(PROBLEM A)
In the Colts–Cardinals game preview, by what score did Arizona lose to the Detroit Lions?
(PROBLEM B)
Pick up the Colts–Cardinals game preview after its final line and keep writing.

(EXCERPT)
=======
1. How will Arizona respond after losing to Detroit last week?
The Cardinals' 30-12 loss to the Detroit Lions last weekend was one of the biggest upsets of the 2021 season – Arizona entered that game tied for the best record in the the NFL; the Lions had the worst record in the league.
"They played hard," quarterback Kyler Murray said after the game. "It was a physical game. I wish we knew it was going to be. Like I said, I don't know what happened today. We just didn't come ready to play."
So which Cardinals team will the Colts face – the team that thumped the Rams, 49ers and Browns in the first half of the season or the team that's lost by three scores to the Lions and Panthers in the last five weeks?
"Expect a lot of energy," head coach Frank Reich said. "T.Y. (Hilton) talked to the team about this yesterday at the end of the day when we broke down, just expect their best shot. They're a really good football team who just lost who lost a tough game and lost the game before that.
"Players get that. We all know what it feels like to be in the position that they're in. So we know that we're going to get their best shot."
2. Jonathan Taylor against Arizona's run defense.
The Colts have gained over 200 rushing yards in in four of their last six games, with those totals coming against some of the defenses in the NFL like the Bills and Patriots. So this week, when Frank Reich checked in on offensive line coach Chris Strausser and tight ends coach Klayton Adams' run game preparations for the Cardinals game, he said: "200 yards is the new standard."
"I mean, I never thought I would say that," Reich said. "I mean usually to me, 150 yards is the gold standard. 125 in my book, 125 is nice. We like 125 yards rushing. 150 is a great day. You get 150 yards rushing, you're going to be – you average 150 yards, you're going to be in the top three or four teams rushing. But we've had a bunch of these 200-yard days. That definitely takes it to another level."
The Cardinals haven't allowed an opponent to rush for 200 yards on their defense this season, but Arizona does rank 27th in rushing yards per play allowed (4.6). They've allowed over 100 rushing yards in eight of their 14 games, including 126 in their loss to the Lions last week.
The Colts enter Week 16 leading the NFL in yards per rushing attempt (5.2) and are second in rushing yards per game (157.0). Taylor, of course, leads the league in rushing attempts (270), rushing yards (1,518), rushing touchdowns (17), rushing first downs (93), yards from scrimmage (1,854) and total touchdowns (19). Taylor also leads the NFL in rushes of 10+ yards (42), 20+ yards (11), 30+ yards (7), 40+ yards (4) and 50+ yards (3); his 83-yard run against the Houston Texans in Week 6 is the longest rushing play of the season to date; his 78-yard run against the New York Jets in Week 9 is the second-longest running play of the season, too.
And Taylor is showing no signs of slowing down, even with his heavy workload.
"Physically, he's such a specimen, he takes great care of himself," Reich said. "At this point, he's showing no wear and tear."
3. The Colts' O-line in pass protection against Arizona's edge rushers.
=======
(Collected data)
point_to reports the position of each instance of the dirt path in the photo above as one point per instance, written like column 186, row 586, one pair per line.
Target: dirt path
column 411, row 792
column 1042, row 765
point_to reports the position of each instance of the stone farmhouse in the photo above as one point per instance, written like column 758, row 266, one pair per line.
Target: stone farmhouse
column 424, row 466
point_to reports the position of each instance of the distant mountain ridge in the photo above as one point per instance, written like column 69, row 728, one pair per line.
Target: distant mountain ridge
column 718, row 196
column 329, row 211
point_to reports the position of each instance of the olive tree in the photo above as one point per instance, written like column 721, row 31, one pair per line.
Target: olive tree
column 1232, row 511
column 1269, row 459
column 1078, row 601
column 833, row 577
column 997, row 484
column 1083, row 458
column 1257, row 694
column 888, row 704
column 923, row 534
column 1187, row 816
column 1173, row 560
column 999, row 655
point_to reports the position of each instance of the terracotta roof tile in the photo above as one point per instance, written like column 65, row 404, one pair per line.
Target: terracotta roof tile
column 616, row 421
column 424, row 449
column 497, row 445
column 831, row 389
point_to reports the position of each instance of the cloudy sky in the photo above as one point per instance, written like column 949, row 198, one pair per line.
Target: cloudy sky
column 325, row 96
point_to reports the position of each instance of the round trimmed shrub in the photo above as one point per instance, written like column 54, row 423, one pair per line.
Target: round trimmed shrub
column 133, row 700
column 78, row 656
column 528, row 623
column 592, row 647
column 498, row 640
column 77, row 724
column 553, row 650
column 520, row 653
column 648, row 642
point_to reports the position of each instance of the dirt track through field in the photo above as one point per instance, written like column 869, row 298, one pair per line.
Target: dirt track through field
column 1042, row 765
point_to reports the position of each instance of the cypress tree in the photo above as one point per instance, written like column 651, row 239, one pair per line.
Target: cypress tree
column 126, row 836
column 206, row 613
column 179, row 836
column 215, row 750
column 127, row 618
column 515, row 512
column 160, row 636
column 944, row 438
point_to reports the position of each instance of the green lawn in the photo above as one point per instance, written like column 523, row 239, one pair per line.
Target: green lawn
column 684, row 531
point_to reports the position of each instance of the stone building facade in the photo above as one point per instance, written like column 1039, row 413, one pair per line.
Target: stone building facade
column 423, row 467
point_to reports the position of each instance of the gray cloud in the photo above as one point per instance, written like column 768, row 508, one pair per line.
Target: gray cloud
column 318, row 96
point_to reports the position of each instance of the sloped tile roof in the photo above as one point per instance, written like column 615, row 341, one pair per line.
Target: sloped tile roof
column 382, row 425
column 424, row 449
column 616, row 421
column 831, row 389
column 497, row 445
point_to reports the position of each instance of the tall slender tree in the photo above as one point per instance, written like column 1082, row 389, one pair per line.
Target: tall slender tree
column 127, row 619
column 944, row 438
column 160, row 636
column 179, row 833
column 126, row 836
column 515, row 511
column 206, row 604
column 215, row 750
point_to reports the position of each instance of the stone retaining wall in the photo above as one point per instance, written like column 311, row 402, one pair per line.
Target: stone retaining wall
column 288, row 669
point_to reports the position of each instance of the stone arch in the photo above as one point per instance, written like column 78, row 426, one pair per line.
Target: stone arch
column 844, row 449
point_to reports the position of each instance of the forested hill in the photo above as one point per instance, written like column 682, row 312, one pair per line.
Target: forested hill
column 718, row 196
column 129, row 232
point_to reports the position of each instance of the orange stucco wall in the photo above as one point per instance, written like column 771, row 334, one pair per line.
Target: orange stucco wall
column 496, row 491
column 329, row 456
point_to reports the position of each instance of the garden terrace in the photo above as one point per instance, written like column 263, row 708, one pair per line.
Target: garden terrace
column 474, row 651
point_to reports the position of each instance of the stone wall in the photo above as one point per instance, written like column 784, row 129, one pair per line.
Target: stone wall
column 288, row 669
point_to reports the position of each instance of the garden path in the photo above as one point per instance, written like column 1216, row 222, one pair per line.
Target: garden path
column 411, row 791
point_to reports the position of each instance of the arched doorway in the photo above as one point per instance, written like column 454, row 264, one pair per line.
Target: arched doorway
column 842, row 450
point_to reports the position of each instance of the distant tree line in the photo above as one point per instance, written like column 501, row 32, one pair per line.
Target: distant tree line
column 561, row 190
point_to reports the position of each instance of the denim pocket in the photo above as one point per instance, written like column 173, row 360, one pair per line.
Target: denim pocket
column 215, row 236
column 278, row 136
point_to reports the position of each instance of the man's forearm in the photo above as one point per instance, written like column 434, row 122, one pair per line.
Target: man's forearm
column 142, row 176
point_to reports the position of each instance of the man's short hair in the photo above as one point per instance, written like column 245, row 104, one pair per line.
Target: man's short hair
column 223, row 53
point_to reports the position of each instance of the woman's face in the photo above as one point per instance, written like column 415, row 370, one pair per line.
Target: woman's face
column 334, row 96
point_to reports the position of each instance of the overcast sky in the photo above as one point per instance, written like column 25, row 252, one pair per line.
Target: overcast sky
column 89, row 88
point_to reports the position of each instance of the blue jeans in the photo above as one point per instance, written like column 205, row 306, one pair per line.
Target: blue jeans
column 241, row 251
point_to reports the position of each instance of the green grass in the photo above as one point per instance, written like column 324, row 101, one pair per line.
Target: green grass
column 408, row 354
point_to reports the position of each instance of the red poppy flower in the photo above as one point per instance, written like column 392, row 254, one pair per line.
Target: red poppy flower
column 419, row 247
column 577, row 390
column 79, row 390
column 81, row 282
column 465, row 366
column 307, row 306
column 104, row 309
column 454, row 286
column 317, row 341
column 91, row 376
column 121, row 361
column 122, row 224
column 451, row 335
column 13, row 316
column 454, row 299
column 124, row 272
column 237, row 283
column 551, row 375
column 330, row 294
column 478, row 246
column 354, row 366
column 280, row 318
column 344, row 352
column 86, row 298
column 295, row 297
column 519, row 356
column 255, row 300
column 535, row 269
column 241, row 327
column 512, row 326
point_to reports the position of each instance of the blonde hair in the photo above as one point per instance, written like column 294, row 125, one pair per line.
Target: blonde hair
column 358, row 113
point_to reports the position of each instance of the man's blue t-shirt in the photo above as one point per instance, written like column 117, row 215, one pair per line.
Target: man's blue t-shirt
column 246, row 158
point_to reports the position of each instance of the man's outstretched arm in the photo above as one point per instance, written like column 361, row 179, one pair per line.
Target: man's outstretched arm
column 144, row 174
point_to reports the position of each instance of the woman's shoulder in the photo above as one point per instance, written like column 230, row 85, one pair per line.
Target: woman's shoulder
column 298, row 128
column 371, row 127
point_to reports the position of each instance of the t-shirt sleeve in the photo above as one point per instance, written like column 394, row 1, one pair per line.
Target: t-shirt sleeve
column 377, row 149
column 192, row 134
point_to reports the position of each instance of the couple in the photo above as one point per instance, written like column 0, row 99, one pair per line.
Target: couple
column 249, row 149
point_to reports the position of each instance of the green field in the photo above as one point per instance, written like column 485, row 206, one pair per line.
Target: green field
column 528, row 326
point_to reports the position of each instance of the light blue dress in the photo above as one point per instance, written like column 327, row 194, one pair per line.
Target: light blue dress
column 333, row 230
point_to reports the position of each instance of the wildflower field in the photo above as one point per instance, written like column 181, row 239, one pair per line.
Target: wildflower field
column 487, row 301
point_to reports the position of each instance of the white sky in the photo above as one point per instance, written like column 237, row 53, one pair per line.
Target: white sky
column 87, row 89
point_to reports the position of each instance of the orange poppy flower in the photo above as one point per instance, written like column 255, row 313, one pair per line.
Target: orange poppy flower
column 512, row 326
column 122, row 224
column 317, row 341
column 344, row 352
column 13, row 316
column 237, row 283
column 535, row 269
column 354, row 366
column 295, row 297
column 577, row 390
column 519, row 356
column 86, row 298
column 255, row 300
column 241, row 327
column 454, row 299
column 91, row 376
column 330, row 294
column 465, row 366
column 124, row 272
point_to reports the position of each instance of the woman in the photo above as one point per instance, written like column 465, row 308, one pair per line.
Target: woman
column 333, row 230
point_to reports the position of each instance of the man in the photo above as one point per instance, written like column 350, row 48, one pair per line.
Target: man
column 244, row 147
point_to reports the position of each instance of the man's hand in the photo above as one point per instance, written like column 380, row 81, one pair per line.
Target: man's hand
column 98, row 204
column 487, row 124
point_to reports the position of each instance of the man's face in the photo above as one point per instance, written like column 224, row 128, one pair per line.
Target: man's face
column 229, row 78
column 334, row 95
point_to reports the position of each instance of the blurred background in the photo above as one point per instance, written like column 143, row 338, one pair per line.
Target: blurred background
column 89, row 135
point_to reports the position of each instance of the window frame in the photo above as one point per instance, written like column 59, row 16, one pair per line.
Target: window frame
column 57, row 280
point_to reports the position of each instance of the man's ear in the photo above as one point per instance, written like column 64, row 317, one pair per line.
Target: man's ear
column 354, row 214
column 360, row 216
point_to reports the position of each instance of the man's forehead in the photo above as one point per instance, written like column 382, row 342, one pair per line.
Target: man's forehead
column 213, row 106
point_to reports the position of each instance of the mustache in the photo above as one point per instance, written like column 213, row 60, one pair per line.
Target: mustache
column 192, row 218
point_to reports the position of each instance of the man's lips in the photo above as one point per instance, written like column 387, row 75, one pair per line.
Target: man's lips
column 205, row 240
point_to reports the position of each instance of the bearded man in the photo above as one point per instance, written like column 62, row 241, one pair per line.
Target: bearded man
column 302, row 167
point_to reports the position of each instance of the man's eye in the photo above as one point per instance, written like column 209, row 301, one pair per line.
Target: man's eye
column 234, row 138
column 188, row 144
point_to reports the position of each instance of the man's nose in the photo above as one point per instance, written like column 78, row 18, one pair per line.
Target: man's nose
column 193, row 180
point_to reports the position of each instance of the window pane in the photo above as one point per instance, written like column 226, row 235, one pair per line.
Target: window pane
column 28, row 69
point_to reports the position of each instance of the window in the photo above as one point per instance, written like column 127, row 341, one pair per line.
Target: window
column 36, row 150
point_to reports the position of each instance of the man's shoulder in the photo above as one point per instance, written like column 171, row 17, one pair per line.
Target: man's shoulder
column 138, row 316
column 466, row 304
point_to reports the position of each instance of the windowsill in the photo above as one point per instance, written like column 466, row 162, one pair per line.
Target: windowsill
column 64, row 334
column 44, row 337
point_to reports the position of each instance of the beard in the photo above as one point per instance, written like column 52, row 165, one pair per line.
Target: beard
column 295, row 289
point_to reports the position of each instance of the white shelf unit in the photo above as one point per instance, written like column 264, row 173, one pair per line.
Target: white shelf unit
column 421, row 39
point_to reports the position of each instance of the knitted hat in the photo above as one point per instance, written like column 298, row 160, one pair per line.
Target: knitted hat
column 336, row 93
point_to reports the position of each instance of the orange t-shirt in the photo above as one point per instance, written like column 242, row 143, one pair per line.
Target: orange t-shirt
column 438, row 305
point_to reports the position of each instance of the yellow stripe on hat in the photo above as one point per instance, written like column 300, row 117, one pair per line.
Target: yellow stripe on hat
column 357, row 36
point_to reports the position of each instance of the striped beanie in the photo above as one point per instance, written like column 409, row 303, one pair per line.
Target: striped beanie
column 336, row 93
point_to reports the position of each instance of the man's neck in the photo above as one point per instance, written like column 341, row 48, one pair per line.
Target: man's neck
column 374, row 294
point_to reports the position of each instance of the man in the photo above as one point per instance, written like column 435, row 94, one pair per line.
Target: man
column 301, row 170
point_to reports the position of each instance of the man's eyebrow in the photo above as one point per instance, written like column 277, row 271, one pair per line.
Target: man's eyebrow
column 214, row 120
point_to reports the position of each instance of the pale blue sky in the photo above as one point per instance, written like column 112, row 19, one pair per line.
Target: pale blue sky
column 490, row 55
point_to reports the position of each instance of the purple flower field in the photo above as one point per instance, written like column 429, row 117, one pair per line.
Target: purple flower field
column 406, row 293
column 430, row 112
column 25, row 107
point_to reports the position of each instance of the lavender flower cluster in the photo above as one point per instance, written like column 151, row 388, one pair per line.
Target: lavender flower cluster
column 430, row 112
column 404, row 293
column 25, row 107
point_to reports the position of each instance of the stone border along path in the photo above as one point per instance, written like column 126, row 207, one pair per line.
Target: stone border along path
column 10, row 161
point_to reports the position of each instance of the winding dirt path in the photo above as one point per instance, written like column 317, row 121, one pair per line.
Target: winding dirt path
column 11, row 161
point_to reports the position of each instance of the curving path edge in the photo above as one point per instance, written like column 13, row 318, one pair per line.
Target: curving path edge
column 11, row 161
=======
(EXPECTED ANSWER A)
30-12

(EXPECTED ANSWER B)
Even with JJ Watt out, the Cardinals' pass rush has been menacing this season – Chandler Jones has 9.5 sacks and Markus Golden leads the team with 11.5. And linebacker Jordan Hicks is one of two players with 100+ tackles and 5+ sacks this season.
But the Colts' offense has, collectively, been trending up in pass protection for months now. After Carson Wentz was pressured on a league-high 63 dropbacks in the first three weeks of the season, he's been pressured 123 times in Weeks 4-15 – 17th-most in the NFL.
And it's been even more encouraging over the last six weeks – Wentz has been under pressure on only 61 dropbacks, and has the third-highest PFF passing grade when pressured among regular starting quarterbacks in that span.
Reich pointed to Wentz's sack percentage – currently a career-low 5.1 percent – as one of the things the quarterback has excelled at this year. Add in Taylor having some fantastic blitz pickups in pass protection lately and the Colts have done a good job keeping Wentz's pockets clean and their quarterback upright.
4. Can the Colts contain Kyler Murray?
Kyler Murray was part of the early-season MVP conversation, with the Cardinals quarterback owning a 116.8 passer rating and 17/5 touchdown/interception ratio over his first seven games (all of which Arizona won). But over his next four games – a stretch which included a multi-week absence due to an ankle injury – Murray has a 78.7 passer rating and 3/5 touchdown/interception ratio. The Cardinals lost three of those four games.
But Murray remains a dangerous, dynamic threat because of his remarkable ability to evade pressure and make plays, either with his arm or his legs. Even over his last four games, Murray has 27 carries for 144 yards (5.3 yards/attempt) and two touchdowns.
"He'll escape anywhere," defensive tackle DeForest Buckner said. "He's just trying to get away from you. He doesn't really have a favorite side. Watching film, he escapes every which way possible. We have to do a really good job with like I've said, always say it, rushing four as one. Getting constant pressure up the middle, compressing the pocket and also with the d-ends, level rushing and making sure he doesn't escape the pocket.
"Even when guys do a really good job with compressing the pocket, he finds a way to get back. He'll back pedal and get up out of the contain and little things like that. Guys just have to have relentless effort."
5. The Cardinals' strange fumble issues that...aren't an issue?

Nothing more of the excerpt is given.